WHAT IS REQUIRED: Here are some records. Copy each one exactly.

Records excerpted from a collection:
**********
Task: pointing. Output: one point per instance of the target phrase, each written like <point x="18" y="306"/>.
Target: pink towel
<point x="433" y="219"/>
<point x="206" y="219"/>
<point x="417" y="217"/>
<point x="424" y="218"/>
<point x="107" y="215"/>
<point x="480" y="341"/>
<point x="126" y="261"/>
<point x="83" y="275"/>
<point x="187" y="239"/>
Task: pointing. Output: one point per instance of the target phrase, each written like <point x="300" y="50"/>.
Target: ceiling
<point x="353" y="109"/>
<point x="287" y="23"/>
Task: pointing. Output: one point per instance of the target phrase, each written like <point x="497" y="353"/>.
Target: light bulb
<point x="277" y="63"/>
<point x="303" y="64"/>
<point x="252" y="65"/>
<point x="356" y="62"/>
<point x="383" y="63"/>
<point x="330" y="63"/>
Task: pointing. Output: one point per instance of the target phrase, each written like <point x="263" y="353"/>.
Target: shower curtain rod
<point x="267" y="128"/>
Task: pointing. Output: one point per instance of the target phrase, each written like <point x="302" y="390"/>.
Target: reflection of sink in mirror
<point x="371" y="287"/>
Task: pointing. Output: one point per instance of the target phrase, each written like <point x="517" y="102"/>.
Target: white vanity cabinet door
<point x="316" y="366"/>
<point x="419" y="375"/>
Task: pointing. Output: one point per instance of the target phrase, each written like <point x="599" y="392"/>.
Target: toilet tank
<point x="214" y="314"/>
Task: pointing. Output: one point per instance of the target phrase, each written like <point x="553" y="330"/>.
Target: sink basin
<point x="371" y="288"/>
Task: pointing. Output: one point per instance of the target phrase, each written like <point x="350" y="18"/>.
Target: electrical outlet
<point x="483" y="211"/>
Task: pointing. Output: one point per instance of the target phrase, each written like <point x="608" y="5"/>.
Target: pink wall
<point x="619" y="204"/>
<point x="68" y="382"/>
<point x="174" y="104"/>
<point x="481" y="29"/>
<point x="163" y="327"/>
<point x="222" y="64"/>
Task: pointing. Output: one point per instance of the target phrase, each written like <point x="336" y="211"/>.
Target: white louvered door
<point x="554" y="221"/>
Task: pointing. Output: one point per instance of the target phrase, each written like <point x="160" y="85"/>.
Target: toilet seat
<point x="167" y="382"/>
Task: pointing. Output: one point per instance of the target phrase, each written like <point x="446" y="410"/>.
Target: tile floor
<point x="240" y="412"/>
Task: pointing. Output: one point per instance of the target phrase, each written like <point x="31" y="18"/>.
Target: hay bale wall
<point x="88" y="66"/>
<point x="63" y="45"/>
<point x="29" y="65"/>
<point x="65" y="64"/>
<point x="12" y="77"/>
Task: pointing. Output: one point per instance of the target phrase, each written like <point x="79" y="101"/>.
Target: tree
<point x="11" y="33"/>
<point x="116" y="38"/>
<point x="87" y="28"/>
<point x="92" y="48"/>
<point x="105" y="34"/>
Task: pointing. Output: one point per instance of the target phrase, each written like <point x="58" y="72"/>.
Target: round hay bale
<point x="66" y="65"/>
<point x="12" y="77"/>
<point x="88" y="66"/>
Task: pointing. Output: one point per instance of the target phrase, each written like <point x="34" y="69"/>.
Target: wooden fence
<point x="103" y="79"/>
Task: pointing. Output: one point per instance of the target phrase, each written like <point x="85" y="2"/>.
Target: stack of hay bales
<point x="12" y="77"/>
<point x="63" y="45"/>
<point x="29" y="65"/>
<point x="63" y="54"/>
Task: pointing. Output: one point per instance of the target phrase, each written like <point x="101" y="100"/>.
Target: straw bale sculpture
**********
RESPONSE TO THE TASK:
Task: pointing. Output: one point per instance of the target phrase, each written like <point x="18" y="306"/>.
Target: pink towel
<point x="433" y="219"/>
<point x="206" y="219"/>
<point x="417" y="217"/>
<point x="424" y="218"/>
<point x="107" y="215"/>
<point x="480" y="341"/>
<point x="126" y="261"/>
<point x="83" y="275"/>
<point x="187" y="239"/>
Task: pointing. Output: one point per instance of the target phrase, each written like <point x="300" y="50"/>.
Target: ceiling
<point x="353" y="109"/>
<point x="287" y="23"/>
Task: pointing. Output: one point per instance of the target phrase, each written like <point x="497" y="353"/>.
Target: light bulb
<point x="277" y="63"/>
<point x="303" y="64"/>
<point x="252" y="65"/>
<point x="356" y="62"/>
<point x="383" y="63"/>
<point x="330" y="63"/>
Task: pointing. Output: one point per instance of the target phrase, each written like <point x="263" y="353"/>.
Target: shower curtain rod
<point x="267" y="128"/>
Task: pointing. Output: one point per instance of the target phrase, each written like <point x="302" y="390"/>.
Target: reflection of sink in mirror
<point x="371" y="287"/>
Task: pointing. Output: one point per instance of the target phrase, each written like <point x="517" y="102"/>.
Target: white vanity cabinet door
<point x="316" y="366"/>
<point x="419" y="375"/>
Task: pointing. Output: one point per instance of the target phrase, each written like <point x="599" y="392"/>.
Target: toilet tank
<point x="214" y="314"/>
Task: pointing. Output: one point per instance of the target phrase, each written like <point x="553" y="330"/>.
Target: sink basin
<point x="371" y="288"/>
Task: pointing. Output: one point per instance of the target phrase, each written like <point x="350" y="18"/>.
Target: electrical outlet
<point x="483" y="211"/>
Task: pointing. Output: one point per instance of the target phrase, each written like <point x="608" y="5"/>.
Target: pink wall
<point x="619" y="204"/>
<point x="68" y="382"/>
<point x="174" y="104"/>
<point x="481" y="29"/>
<point x="163" y="327"/>
<point x="222" y="64"/>
Task: pointing. Output: one point per instance of the target phrase, each written like <point x="336" y="211"/>.
Target: white louvered door
<point x="554" y="221"/>
Task: pointing. Output: one point per instance of the target phrase, each written like <point x="160" y="85"/>.
Target: toilet seat
<point x="167" y="382"/>
Task: pointing. Output: one point per instance of the target phrase, each written like <point x="446" y="410"/>.
Target: tile floor
<point x="240" y="412"/>
Task: pointing. Output: one point per instance of the target phrase, each written like <point x="31" y="18"/>.
Target: hay bale wall
<point x="88" y="66"/>
<point x="63" y="45"/>
<point x="29" y="65"/>
<point x="65" y="64"/>
<point x="12" y="77"/>
Task: pointing. Output: one point per instance of the target phrase, each written like <point x="79" y="101"/>.
Target: tree
<point x="11" y="33"/>
<point x="116" y="38"/>
<point x="87" y="28"/>
<point x="92" y="48"/>
<point x="105" y="34"/>
Task: pointing. Output: one point per instance of the target phrase, each written like <point x="58" y="72"/>.
Target: round hay bale
<point x="66" y="65"/>
<point x="12" y="77"/>
<point x="88" y="66"/>
Task: pointing. Output: one point per instance of the target phrase, each written like <point x="34" y="69"/>.
Target: wooden fence
<point x="103" y="79"/>
Task: pointing. Output: one point per instance of the target phrase, each written like <point x="85" y="2"/>.
Target: stack of hay bales
<point x="12" y="77"/>
<point x="63" y="45"/>
<point x="29" y="65"/>
<point x="63" y="54"/>
Task: pointing. Output: one point per instance of the target phrase, each written like <point x="101" y="100"/>.
Target: straw bale sculpture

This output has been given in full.